Down to the final line, return the records unchanged.

(Beginning of The data)

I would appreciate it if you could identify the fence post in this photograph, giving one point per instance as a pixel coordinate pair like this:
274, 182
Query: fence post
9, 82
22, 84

(End of The data)

## Expected output
I would appreciate it if you could identify the fence post in this photograph, giving one point per instance as a pixel coordinate pair like this:
274, 182
Query: fence post
9, 82
22, 84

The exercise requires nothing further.